— Entries from an annotation dataset —
□ □ □ □ □

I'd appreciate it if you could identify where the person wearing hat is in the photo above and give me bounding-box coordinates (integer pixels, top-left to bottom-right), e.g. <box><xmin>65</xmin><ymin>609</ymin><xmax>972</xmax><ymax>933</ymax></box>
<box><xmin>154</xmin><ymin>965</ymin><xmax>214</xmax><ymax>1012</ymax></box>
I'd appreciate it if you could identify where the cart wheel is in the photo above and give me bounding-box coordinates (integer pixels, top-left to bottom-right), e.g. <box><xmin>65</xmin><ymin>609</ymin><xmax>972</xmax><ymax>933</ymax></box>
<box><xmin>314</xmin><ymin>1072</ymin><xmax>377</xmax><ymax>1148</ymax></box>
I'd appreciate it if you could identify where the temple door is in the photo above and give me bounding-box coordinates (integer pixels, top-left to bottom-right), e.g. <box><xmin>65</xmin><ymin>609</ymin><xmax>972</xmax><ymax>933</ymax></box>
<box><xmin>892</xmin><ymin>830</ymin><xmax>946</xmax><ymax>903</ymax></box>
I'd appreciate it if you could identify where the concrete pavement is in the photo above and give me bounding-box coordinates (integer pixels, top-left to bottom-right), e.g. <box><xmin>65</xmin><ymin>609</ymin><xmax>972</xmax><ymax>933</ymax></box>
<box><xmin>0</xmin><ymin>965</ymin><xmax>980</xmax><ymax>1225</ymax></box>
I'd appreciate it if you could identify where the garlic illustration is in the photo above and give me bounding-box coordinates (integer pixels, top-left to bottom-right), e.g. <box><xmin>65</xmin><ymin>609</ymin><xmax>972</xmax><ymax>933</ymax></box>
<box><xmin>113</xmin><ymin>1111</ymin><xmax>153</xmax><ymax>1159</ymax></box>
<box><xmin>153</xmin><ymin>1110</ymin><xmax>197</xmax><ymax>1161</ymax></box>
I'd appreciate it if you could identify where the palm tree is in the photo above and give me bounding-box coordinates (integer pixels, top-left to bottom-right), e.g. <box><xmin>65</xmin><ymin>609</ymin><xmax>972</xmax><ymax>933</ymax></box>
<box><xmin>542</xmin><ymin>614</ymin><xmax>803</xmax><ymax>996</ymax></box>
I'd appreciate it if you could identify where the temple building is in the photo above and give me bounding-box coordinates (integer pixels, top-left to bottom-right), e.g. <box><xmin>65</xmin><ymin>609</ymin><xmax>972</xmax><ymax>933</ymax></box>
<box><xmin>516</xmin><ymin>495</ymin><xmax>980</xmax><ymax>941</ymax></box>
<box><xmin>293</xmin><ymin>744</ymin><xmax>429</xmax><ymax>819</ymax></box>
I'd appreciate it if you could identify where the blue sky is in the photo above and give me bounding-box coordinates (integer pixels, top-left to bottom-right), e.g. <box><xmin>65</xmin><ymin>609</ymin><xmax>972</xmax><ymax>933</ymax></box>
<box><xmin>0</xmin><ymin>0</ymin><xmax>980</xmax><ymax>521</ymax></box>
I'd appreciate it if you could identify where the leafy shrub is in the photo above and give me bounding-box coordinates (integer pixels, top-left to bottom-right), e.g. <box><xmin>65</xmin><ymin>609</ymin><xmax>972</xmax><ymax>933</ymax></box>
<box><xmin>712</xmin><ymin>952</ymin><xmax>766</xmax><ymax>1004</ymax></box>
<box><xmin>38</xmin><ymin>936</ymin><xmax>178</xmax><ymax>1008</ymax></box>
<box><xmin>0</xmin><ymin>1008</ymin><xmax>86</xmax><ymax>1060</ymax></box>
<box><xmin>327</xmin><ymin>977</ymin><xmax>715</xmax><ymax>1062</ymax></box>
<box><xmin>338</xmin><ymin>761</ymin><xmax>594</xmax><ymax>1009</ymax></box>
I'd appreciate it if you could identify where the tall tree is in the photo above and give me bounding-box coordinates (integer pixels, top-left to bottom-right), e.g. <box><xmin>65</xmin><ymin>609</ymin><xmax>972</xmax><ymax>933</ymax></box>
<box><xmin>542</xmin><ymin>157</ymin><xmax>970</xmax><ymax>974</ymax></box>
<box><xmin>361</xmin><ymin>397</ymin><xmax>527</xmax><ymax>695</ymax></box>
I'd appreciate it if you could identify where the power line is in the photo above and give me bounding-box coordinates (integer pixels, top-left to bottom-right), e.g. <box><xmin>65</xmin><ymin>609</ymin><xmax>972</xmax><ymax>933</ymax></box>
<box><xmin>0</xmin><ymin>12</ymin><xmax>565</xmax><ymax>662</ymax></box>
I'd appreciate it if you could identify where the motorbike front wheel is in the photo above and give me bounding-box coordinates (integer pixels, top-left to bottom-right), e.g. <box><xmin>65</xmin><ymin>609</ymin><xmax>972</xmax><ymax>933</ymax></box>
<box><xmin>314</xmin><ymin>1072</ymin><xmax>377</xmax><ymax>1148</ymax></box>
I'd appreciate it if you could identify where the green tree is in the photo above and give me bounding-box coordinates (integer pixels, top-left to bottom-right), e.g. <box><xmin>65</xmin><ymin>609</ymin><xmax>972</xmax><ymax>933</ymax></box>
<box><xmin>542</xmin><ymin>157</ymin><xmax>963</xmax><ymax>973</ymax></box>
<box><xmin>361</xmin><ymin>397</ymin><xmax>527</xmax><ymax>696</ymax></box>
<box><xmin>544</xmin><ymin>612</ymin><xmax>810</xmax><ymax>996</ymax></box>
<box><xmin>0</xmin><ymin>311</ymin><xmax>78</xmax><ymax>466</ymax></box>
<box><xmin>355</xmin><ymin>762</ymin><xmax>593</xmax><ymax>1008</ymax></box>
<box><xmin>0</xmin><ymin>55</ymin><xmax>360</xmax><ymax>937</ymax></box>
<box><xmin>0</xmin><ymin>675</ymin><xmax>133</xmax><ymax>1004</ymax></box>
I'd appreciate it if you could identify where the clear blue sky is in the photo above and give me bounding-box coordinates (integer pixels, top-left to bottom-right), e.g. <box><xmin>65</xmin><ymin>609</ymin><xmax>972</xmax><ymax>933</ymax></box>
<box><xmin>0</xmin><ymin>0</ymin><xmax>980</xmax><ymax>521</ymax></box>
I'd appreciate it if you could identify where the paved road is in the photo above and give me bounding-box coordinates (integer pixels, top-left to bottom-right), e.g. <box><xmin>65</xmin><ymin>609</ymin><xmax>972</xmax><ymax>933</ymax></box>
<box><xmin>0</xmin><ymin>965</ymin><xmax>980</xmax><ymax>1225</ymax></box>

□ □ □ □ □

— REQUIREMENT —
Write out, word for word, every line from the one containing "I'd appreciate it if you could identify where the power" through the last line of the records above.

— COMPLETE RESPONSE —
I'd appreciate it if you could identify where the power line is in the photo above and give me bounding-box coordinates (integer pixels, top-left to bottom-right), e.g. <box><xmin>65</xmin><ymin>609</ymin><xmax>972</xmax><ymax>933</ymax></box>
<box><xmin>0</xmin><ymin>12</ymin><xmax>565</xmax><ymax>662</ymax></box>
I'd appreciate it if you could identify where the motorbike front wheel is in the photo above and give me bounding-box coordinates (integer pixels, top-left to bottom-right), e.g. <box><xmin>65</xmin><ymin>609</ymin><xmax>972</xmax><ymax>933</ymax></box>
<box><xmin>314</xmin><ymin>1072</ymin><xmax>377</xmax><ymax>1148</ymax></box>
I'd appreciate it if you could identify where the green tree is in the photo above and give me bounding-box coordinates (integer pixels, top-left to bottom-right), e.g. <box><xmin>65</xmin><ymin>609</ymin><xmax>972</xmax><ymax>933</ymax></box>
<box><xmin>542</xmin><ymin>157</ymin><xmax>963</xmax><ymax>973</ymax></box>
<box><xmin>361</xmin><ymin>397</ymin><xmax>527</xmax><ymax>696</ymax></box>
<box><xmin>544</xmin><ymin>612</ymin><xmax>810</xmax><ymax>996</ymax></box>
<box><xmin>0</xmin><ymin>311</ymin><xmax>78</xmax><ymax>466</ymax></box>
<box><xmin>355</xmin><ymin>762</ymin><xmax>593</xmax><ymax>1008</ymax></box>
<box><xmin>0</xmin><ymin>55</ymin><xmax>360</xmax><ymax>937</ymax></box>
<box><xmin>0</xmin><ymin>675</ymin><xmax>133</xmax><ymax>1004</ymax></box>
I'd appreciate it if you could identify where the clear blue sky is in the photo above and give me bounding-box coordinates (integer pixels, top-left to bottom-right), e.g. <box><xmin>65</xmin><ymin>609</ymin><xmax>972</xmax><ymax>933</ymax></box>
<box><xmin>0</xmin><ymin>0</ymin><xmax>980</xmax><ymax>521</ymax></box>
I'd appreciate it if you could identify where the paved road is in the photo above and give me bounding-box coordinates (integer pixels, top-left to bottom-right), e.g. <box><xmin>65</xmin><ymin>609</ymin><xmax>972</xmax><ymax>933</ymax></box>
<box><xmin>0</xmin><ymin>965</ymin><xmax>980</xmax><ymax>1225</ymax></box>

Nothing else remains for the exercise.